> [Requirement]:
Please reproduce, exactly and in full, the lines running from the one that contains "det: street lamp" to the end of the entries.

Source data

*** Block opens ***

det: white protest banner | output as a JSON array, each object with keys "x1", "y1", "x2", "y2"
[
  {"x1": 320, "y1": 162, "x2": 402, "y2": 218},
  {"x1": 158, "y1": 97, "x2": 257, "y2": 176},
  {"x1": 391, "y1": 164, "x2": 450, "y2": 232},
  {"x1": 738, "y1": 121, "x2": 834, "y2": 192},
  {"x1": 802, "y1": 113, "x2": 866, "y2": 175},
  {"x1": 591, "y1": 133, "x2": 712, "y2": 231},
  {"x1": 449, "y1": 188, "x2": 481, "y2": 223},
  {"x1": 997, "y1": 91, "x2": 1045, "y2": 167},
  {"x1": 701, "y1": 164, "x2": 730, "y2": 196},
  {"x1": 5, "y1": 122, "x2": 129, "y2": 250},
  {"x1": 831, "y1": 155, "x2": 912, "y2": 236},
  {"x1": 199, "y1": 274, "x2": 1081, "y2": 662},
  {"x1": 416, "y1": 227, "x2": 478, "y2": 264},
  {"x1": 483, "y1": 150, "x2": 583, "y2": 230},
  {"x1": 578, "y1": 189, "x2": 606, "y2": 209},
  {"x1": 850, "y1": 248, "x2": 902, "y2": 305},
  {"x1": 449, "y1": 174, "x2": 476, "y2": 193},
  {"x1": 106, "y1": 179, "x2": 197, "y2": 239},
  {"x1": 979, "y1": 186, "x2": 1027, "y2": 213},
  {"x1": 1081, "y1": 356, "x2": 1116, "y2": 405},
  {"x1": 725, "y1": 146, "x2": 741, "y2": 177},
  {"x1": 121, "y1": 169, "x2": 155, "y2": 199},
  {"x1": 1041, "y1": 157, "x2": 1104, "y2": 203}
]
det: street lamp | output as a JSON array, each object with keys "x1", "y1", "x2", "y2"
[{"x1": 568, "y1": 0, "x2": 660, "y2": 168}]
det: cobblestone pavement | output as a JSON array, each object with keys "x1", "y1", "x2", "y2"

*** Block closes ***

> [Answer to the problem]:
det: street lamp | output as a JSON array, each object with keys "x1", "y1", "x2", "y2"
[{"x1": 568, "y1": 0, "x2": 660, "y2": 168}]
det: cobblestone pavement | output as a JSON array, each object with keys "x1", "y1", "x2", "y2"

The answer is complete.